## [PASSAGE GIVEN]
%%

Review by: Sarah
Title: The Lady and The Unicorn
Author: Iris Johansen
Blurb: Rafe Santine is under doctor’s orders: He needs to stay put in his coastal California mansion for two months to recuperate from the pneumonia that nearly killed him. Despite a retinue of mistresses to keep the powerful tycoon occupied, Rafe struggles against boredom—until a stunning woman literally drops onto his estate. She has high demands of him, but Rafe has even greater demands of her. He knows instantly that he must possess every facet of the enigmatic Janna. But the only thing she’ll give him is her body—and for the first time in his life, that is not enough for Rafe.
Janna Cannon is willing to risk it all to save the endangered animals of the wild animal reserve where she works as a game warden. With the land they depend on pulled out from under them, Janna must take a gambit to convince billionaire Santine to give the reserve the real estate they need to keep the animals free. And she’ll need to sneak onto the man’s vast, highly protected property to do it. Much to her surprise, Santine agrees to grant her the land—if Janna agrees to give him herself in exchange. And what begins as luxurious captivity soon turns into an emotional awakening she never expected.

%%

## [RECORD SET]
%%

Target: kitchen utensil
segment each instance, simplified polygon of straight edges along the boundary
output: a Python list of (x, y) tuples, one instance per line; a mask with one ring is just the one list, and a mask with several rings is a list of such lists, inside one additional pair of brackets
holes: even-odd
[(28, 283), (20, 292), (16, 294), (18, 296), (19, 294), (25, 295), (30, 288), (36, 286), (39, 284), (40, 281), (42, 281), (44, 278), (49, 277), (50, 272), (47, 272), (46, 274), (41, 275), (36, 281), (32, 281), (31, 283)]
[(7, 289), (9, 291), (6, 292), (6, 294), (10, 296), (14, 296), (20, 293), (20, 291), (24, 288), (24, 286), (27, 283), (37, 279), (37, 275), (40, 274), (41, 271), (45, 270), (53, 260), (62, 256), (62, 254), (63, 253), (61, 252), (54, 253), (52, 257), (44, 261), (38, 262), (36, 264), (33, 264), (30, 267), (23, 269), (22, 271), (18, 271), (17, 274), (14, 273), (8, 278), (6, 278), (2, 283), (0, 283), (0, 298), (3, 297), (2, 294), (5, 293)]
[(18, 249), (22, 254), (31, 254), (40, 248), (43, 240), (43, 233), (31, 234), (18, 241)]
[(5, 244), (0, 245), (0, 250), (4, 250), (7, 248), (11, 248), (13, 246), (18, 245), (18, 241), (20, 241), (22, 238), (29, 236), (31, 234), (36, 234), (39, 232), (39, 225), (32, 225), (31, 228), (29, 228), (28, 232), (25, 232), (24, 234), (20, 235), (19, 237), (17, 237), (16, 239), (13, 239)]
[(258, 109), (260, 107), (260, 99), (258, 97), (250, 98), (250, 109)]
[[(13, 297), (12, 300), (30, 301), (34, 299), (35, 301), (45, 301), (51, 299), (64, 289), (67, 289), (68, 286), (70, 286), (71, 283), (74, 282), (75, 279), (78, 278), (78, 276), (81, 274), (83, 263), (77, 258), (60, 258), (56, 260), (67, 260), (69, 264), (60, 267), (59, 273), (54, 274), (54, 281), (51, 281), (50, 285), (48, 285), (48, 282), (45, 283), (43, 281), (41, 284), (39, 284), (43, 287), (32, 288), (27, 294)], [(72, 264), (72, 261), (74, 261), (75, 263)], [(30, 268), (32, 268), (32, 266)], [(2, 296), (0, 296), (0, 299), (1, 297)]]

%%

## [WHAT IS BEING ASKED]
In the book blurb above, what job does Janna Cannon hold at the wild animal reserve?

## [FULL SOLUTION]
She works there as a game warden.